What you will do: Render every line of the data below as a string in a JSON list, one string per line, and leave out any blank lines.

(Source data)
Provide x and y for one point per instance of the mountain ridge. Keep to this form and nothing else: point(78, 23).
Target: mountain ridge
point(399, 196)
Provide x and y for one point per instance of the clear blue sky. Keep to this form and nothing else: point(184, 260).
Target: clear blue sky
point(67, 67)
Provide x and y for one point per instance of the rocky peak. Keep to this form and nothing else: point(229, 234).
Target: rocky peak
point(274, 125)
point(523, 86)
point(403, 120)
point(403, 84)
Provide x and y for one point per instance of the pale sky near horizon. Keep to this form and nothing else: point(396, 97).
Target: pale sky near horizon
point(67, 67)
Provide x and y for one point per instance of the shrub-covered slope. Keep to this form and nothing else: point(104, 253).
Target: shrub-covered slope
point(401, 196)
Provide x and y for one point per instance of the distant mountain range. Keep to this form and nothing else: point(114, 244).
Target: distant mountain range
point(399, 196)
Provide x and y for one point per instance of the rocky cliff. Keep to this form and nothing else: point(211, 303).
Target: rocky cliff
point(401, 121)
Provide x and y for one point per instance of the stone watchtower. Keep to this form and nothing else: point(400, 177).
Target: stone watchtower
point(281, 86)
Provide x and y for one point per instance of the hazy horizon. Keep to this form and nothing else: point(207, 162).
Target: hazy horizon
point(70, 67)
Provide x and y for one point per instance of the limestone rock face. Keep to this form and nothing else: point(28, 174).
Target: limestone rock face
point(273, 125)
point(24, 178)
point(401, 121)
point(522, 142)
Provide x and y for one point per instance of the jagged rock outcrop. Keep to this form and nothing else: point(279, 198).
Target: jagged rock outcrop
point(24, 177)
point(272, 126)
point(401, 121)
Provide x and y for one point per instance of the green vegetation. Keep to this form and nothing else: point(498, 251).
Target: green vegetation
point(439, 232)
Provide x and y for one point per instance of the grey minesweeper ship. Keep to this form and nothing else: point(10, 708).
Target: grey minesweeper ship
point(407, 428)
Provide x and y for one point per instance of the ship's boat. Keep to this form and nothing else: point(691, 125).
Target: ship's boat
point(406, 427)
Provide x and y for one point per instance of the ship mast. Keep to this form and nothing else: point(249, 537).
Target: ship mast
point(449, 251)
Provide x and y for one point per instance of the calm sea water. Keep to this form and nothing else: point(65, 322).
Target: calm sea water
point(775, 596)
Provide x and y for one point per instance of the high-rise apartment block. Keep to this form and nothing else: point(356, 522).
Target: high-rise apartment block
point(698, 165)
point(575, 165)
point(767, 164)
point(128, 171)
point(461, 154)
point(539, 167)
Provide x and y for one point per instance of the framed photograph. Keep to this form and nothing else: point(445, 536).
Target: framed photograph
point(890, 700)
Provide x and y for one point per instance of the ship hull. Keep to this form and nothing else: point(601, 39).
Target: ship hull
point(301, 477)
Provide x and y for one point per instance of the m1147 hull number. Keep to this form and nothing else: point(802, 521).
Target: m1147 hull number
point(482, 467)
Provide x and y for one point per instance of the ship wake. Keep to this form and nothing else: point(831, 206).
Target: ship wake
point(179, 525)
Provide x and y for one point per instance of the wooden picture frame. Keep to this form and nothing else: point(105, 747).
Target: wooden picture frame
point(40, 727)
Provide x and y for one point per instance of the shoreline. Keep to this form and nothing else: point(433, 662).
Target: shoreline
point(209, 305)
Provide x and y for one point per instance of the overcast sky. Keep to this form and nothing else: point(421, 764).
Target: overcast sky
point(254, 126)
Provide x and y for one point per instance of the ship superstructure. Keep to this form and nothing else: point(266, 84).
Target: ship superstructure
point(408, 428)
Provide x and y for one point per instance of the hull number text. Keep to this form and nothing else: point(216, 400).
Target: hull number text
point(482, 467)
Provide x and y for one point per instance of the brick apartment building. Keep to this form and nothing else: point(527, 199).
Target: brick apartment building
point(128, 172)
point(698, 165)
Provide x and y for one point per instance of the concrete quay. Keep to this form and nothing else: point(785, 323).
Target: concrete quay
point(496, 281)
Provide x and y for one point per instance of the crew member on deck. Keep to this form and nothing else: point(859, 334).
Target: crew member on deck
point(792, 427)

The output:
[
  "Provide x and y for one point per instance of the mountain ridge. Keep to this form and nothing else: point(78, 23).",
  "Target: mountain ridge",
  "point(399, 196)",
  "Provide x and y for one point per instance of the clear blue sky. Keep to this form and nothing else: point(184, 260).",
  "Target: clear blue sky",
  "point(67, 67)",
  "Provide x and y for one point per instance of the rocky peak. Keep to this form and nothing else: point(229, 234).",
  "Target: rocky peak",
  "point(274, 125)",
  "point(523, 86)",
  "point(403, 120)",
  "point(403, 84)",
  "Provide x and y for one point per instance of the pale sky near horizon. Keep to this form and nothing else: point(396, 97).",
  "Target: pale sky near horizon",
  "point(67, 67)",
  "Provide x and y for one point per instance of the shrub-covered slope. Keep to this form and nothing else: point(104, 253).",
  "Target: shrub-covered slope",
  "point(401, 196)",
  "Provide x and y for one point per instance of the distant mountain range. Keep to this form and nothing else: point(114, 244).",
  "Target: distant mountain range",
  "point(399, 196)",
  "Provide x and y for one point per instance of the rocky cliff. Keep to this form and nothing else: point(211, 303).",
  "Target: rocky cliff",
  "point(401, 121)",
  "Provide x and y for one point per instance of the stone watchtower. Keep to this form and nothing else: point(400, 177).",
  "Target: stone watchtower",
  "point(281, 86)",
  "Provide x and y for one point per instance of the hazy horizon. Keep to this form and nothing else: point(207, 162).",
  "Target: hazy horizon",
  "point(70, 67)",
  "Provide x and y for one point per instance of the limestone rock face. Keep to this form and nothing else: point(28, 174).",
  "Target: limestone rock face",
  "point(273, 125)",
  "point(24, 178)",
  "point(401, 121)",
  "point(522, 142)",
  "Provide x and y for one point per instance of the jagged rock outcrop. Keep to this form and nothing else: point(279, 198).",
  "Target: jagged rock outcrop",
  "point(24, 177)",
  "point(272, 126)",
  "point(401, 121)",
  "Provide x and y for one point per instance of the green vegetation. Keep to this form and nothing else: point(498, 251).",
  "Target: green vegetation",
  "point(439, 232)",
  "Provide x and y for one point per instance of the grey minesweeper ship. Keep to this form and nothing else: point(10, 708).",
  "Target: grey minesweeper ship",
  "point(407, 428)",
  "Provide x and y for one point per instance of the ship's boat. Keep to this form and nothing else: point(691, 125).",
  "Target: ship's boat",
  "point(406, 427)",
  "Provide x and y for one point per instance of the ship mast. Keep to this form and nothing else: point(249, 537).",
  "Target: ship mast",
  "point(449, 251)",
  "Provide x and y for one point per instance of the calm sea water. Keep to this form and nothing else: point(65, 322).",
  "Target: calm sea water",
  "point(775, 596)",
  "Provide x and y for one point per instance of the high-rise apartment block. Keep to this form and nothing else: point(356, 522).",
  "Target: high-rise apartment block",
  "point(698, 165)",
  "point(575, 165)",
  "point(767, 164)",
  "point(128, 171)",
  "point(461, 154)",
  "point(539, 167)",
  "Provide x and y for one point per instance of the framed photograph. Keep to this form and nothing else: point(445, 536).",
  "Target: framed photograph",
  "point(890, 700)",
  "Provide x and y for one point per instance of the ship hull. Keep to this form and nothing else: point(601, 39).",
  "Target: ship hull",
  "point(301, 477)",
  "Provide x and y for one point per instance of the m1147 hull number. Keep to this form and nothing else: point(802, 521).",
  "Target: m1147 hull number",
  "point(482, 467)",
  "Provide x and y for one point per instance of the ship wake. Keep to this form and nothing else: point(831, 206).",
  "Target: ship wake",
  "point(179, 525)",
  "Provide x and y for one point per instance of the wooden picture frame. Keep to this form and nothing else: point(105, 747).",
  "Target: wooden picture frame",
  "point(40, 727)",
  "Provide x and y for one point per instance of the shoreline. Keep to this form and nothing else: point(433, 662).",
  "Target: shoreline",
  "point(209, 305)",
  "Provide x and y for one point per instance of the overcast sky. Keep to this form and nothing else: point(421, 764).",
  "Target: overcast sky",
  "point(254, 126)",
  "Provide x and y for one point per instance of the ship superstructure. Keep to this form and nothing else: point(266, 84).",
  "Target: ship superstructure",
  "point(408, 428)",
  "Provide x and y for one point per instance of the hull number text. Keep to this form and nothing else: point(216, 400).",
  "Target: hull number text",
  "point(482, 467)",
  "Provide x and y for one point per instance of the brick apartment building. Keep to this form and nothing else: point(527, 199).",
  "Target: brick apartment building",
  "point(128, 172)",
  "point(698, 165)",
  "Provide x and y for one point per instance of the concrete quay. Keep to this form and nothing else: point(785, 323).",
  "Target: concrete quay",
  "point(496, 281)",
  "Provide x and y for one point per instance of the crew member on deck. Keep to this form and nothing else: point(859, 334).",
  "Target: crew member on deck",
  "point(792, 427)"
]